_BRIEF:_ Reproduce the whole listing, character for character.

Data items
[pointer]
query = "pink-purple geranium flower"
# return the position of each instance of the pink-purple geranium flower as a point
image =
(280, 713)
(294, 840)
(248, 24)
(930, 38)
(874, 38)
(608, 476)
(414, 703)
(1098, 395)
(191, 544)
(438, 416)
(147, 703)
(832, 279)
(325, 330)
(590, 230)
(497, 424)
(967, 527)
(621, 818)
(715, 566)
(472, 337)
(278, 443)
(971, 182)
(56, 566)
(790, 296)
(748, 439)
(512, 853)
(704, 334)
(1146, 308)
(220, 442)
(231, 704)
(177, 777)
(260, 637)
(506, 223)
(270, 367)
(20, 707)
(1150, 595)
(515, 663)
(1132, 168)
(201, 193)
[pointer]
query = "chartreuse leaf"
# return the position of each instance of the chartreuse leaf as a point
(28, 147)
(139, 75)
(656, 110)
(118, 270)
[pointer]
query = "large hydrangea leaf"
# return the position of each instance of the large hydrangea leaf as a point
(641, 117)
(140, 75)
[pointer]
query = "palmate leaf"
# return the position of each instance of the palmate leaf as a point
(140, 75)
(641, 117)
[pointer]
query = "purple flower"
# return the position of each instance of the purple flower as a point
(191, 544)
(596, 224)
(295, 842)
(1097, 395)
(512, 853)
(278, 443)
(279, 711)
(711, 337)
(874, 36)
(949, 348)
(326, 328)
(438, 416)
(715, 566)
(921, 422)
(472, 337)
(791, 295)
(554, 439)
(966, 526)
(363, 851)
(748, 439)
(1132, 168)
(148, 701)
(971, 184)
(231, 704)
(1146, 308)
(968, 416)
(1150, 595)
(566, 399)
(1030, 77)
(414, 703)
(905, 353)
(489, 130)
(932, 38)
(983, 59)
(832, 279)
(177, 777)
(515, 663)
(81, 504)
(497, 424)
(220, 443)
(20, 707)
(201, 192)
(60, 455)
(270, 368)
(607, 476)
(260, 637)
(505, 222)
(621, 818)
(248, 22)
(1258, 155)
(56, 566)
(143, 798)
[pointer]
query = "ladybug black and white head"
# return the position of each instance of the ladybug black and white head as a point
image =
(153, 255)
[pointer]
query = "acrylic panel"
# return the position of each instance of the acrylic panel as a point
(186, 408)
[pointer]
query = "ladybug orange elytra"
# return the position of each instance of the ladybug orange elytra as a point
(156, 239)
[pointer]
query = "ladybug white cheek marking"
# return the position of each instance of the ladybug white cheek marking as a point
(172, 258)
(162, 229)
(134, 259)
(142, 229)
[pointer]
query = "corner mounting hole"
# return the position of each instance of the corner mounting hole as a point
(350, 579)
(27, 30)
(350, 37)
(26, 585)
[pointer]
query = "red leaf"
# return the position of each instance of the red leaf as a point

_RESPONSE TO THIS EXERCISE:_
[pointer]
query = "pink-purple geranium flower"
# return the position of each instance of the pink-purple geranium flower as a point
image =
(280, 713)
(294, 840)
(248, 24)
(930, 38)
(874, 38)
(608, 476)
(414, 703)
(1098, 395)
(191, 544)
(438, 416)
(147, 703)
(832, 279)
(325, 330)
(590, 230)
(497, 424)
(967, 527)
(621, 818)
(715, 566)
(472, 337)
(278, 443)
(971, 182)
(56, 566)
(790, 296)
(748, 439)
(512, 853)
(704, 334)
(1146, 308)
(220, 442)
(231, 704)
(177, 777)
(260, 637)
(506, 223)
(270, 367)
(20, 707)
(1150, 595)
(515, 663)
(1132, 168)
(201, 193)
[pointer]
query = "chartreuse leaf"
# return the position of each instance of the chartreuse leaf as a point
(28, 147)
(139, 75)
(656, 110)
(118, 270)
[pointer]
query = "large hydrangea leaf"
# return the position of each instance of the large hydrangea leaf as a point
(641, 117)
(140, 75)
[pointer]
query = "palmate leaf"
# return the position of each instance of the palmate leaf as a point
(140, 75)
(641, 117)
[pointer]
query = "purple flower"
# return the position of each instance of the purple flower as a point
(191, 544)
(596, 224)
(295, 842)
(1097, 395)
(512, 853)
(278, 443)
(279, 711)
(711, 337)
(874, 36)
(949, 348)
(326, 328)
(438, 416)
(715, 566)
(921, 422)
(472, 337)
(791, 295)
(554, 439)
(966, 526)
(363, 851)
(748, 439)
(1132, 168)
(148, 701)
(971, 184)
(231, 704)
(1146, 308)
(968, 416)
(1150, 595)
(566, 399)
(1030, 77)
(414, 703)
(905, 353)
(489, 130)
(932, 38)
(983, 59)
(832, 279)
(177, 777)
(515, 663)
(81, 504)
(497, 424)
(220, 443)
(20, 707)
(201, 192)
(60, 455)
(270, 368)
(607, 476)
(260, 637)
(505, 222)
(621, 818)
(248, 22)
(1258, 155)
(56, 566)
(143, 798)
[pointer]
query = "ladybug black and white head"
# return the position of each instance of the ladybug black and white head as a point
image =
(153, 255)
[pointer]
query = "acrylic panel"
# return the position of each instance of the acrylic panel as a point
(186, 408)
[pointer]
query = "ladybug orange elytra"
# return the position of each instance of the ladybug orange elytra as a point
(156, 239)
[pointer]
query = "ladybug white cheek marking"
# return the position of each instance of the ladybug white cheek marking as a point
(172, 258)
(162, 229)
(134, 259)
(142, 229)
[pointer]
query = "corner mounting hole"
# return the position of each instance of the corner mounting hole as a point
(350, 579)
(27, 30)
(350, 37)
(26, 585)
[pointer]
query = "red leaf"
# return the position of each instance of the red leaf as a point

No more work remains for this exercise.